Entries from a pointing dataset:
---

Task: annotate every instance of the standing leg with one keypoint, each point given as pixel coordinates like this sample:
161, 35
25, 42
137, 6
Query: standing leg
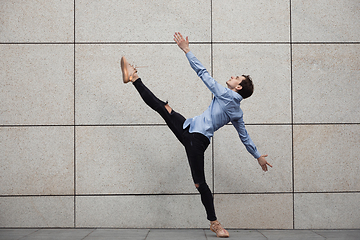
195, 145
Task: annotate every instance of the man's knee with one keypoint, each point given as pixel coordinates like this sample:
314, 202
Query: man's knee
201, 187
168, 108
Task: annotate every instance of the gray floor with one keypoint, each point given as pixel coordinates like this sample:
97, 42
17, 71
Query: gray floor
173, 234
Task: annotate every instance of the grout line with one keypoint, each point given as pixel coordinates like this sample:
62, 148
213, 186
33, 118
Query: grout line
163, 124
178, 194
170, 43
212, 74
74, 114
292, 118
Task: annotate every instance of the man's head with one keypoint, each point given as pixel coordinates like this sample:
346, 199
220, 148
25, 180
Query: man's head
242, 85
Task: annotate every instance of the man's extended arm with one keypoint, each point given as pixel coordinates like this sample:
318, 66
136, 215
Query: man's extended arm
197, 66
250, 146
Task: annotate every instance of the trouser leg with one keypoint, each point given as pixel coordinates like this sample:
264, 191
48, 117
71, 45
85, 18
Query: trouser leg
195, 145
174, 120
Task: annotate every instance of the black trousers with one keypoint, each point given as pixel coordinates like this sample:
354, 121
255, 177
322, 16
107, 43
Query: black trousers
195, 144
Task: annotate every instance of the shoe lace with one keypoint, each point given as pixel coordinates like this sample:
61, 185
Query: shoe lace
216, 226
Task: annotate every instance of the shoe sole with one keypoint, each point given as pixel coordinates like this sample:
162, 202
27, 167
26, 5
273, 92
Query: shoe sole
217, 235
124, 64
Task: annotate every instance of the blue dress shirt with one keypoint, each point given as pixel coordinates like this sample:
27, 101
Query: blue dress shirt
224, 108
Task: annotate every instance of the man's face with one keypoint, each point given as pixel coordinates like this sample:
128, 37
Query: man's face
233, 82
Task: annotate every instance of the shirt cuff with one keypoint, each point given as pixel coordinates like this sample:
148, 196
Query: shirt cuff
190, 55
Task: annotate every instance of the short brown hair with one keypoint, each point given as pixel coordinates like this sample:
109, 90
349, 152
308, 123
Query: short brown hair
247, 87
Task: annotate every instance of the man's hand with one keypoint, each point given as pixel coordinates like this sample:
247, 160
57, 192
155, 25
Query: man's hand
181, 42
263, 163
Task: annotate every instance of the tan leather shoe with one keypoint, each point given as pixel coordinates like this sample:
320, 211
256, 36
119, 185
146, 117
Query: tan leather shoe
216, 227
127, 70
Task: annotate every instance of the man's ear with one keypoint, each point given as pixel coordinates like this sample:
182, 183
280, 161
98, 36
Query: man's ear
238, 87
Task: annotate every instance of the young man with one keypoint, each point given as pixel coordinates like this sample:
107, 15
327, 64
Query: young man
195, 133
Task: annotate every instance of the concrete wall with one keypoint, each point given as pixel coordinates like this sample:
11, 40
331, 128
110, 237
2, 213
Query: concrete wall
80, 149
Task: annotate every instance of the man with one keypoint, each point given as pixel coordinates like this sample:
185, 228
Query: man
195, 133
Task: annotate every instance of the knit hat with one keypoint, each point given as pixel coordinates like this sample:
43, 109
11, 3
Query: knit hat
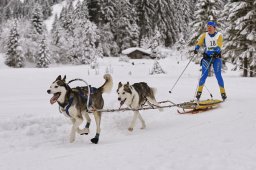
212, 23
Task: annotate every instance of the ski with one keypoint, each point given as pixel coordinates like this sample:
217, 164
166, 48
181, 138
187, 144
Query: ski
193, 111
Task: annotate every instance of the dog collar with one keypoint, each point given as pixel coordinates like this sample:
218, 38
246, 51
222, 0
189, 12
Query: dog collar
67, 106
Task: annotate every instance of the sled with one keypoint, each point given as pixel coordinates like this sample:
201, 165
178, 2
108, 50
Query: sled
198, 106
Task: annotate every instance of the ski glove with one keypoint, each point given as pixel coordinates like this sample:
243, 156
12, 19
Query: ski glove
217, 50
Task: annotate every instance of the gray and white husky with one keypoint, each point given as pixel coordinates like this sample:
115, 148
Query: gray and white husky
73, 102
135, 96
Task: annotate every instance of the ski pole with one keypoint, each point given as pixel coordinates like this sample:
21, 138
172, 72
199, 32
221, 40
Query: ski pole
241, 67
181, 74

---

- **THE EXERCISE**: Write out the listing word for word, omitting the pictures it holds.

- **RESULT FOR THIS TASK**:
Task: annotate every instance of the standing leg with one keypoint, each point given as pixel coordinates like this sample:
161, 35
25, 42
137, 6
Query: standing leg
195, 145
Task: annotate every instance of the man's knee with one keypoint, each point given as pixel coordinates like this sample:
314, 202
Query: man's knee
201, 187
168, 108
Task: annotate every instance of the gray floor with one keypoint, each point given as pixel coordinates like this sample:
97, 42
17, 71
Query: gray floor
173, 234
Task: annotate every instance of the grout line with one keypoint, each point given as pixel coordinates like this sample:
62, 148
213, 186
33, 118
Query: grout line
163, 124
178, 194
170, 43
212, 74
74, 114
292, 118
Task: annotate every instance of the man's head with one keypoint, each point given as pixel coordinates like this sample:
346, 199
220, 148
25, 180
Query: man's head
242, 85
Task: annotate every instance of the man's extended arm with one keypoint, each point given as pixel coordinates like this sample:
318, 66
136, 215
Query: man's extended arm
197, 66
250, 146
Task: annotate every instance of the trouser leg with one keypoint, each point given as pixel coordinates like this sample:
264, 191
48, 117
71, 45
85, 18
Query: trouser leg
195, 145
174, 120
Task: annotate every instance of the black trousers with one keypoint, each point given as pixel coordinates like this sample:
354, 121
255, 177
322, 16
107, 43
Query: black trousers
195, 144
Task: annotate every instance of the shoe lace with one keypoint, each point given as pixel coordinates like this sample:
61, 185
Query: shoe lace
216, 226
Task: annotate every instance of the shoe sole with one keypoint, each point given as pixel coordinates like this sample:
162, 202
27, 167
26, 5
273, 92
Query: shoe sole
217, 235
124, 64
Task: annotate every instance of the blue dress shirt with one keypoint, each point given as pixel coordinates like this sample:
27, 101
Query: blue dress shirt
224, 108
Task: annotate every instance of the man's face with one keypoint, each point given as pixel coordinates like this sample:
128, 37
Query: man's face
233, 82
Task: annotate every instance of the shirt cuff with one keypoint, each point given as pixel coordinates like this sample:
148, 196
Query: shirt cuff
190, 55
Task: annotate every instance of the short brown hair with one keypoint, each point given as pixel coordinates like this sample:
109, 90
349, 152
308, 123
Query: short brown hair
247, 87
Task: annotate every instance of the man's hand with one keypoint, each point given as pixel coordinates like this sample:
247, 160
57, 192
155, 25
Query: man's hand
181, 42
263, 163
Task: annotate every instance of the tan leather shoe with one keypoint, each point given as pixel coordinates like this sample:
320, 211
256, 36
119, 185
146, 117
Query: tan leather shoe
216, 227
127, 70
Task: annotate every instance of the man's ear with one keypoint, each point given as pixel coordinates like this sample:
182, 183
280, 161
98, 36
Query: man's ear
238, 87
Task: annotate every instance of the young man with one keypoint, each point given as pixel coordinates like this sample:
107, 15
327, 64
Query: young man
195, 133
Task: annotate every instance of the concrete wall with one keypoint, each point given as pixel coordinates like this sample:
11, 40
331, 128
110, 237
2, 213
Query: concrete wall
80, 149
Task: annotate every instance of the man with one keypoint, each point given as pixel coordinates like this sample:
185, 228
Query: man
195, 133
Task: annotate every instance of the knit hat with one keypoint, each point given as pixel coordinates like this sample:
43, 109
11, 3
Query: knit hat
212, 23
Task: annotate every instance of the ski with one keypoint, each point given as pixel coordinates like this sample:
217, 164
166, 48
181, 138
187, 144
Query: ski
193, 111
Task: annotate every instance of the dog collar with one keypoint, each point given as pixel coordinates like this sample:
218, 38
246, 51
222, 0
189, 12
Query: dog collar
67, 106
Task: annotate every instance of the sled with one keypoint, each point given as pixel coordinates like this sample:
201, 165
178, 2
108, 50
Query: sled
198, 106
Task: annotate every instance of the ski glove with one keypoint, each point given as pixel coordinates like this sample:
243, 156
12, 19
Query: ski glove
217, 50
Task: annotate every instance of the gray and white husky with one keypoint, each point given as pixel coordinates like this sample:
115, 148
Query: gray and white husky
73, 102
135, 96
Task: annotate every instance of the ski pole with one keypoint, each point given as pixel coordinates like this sample:
21, 138
172, 72
199, 32
221, 40
Query: ski pole
241, 67
181, 74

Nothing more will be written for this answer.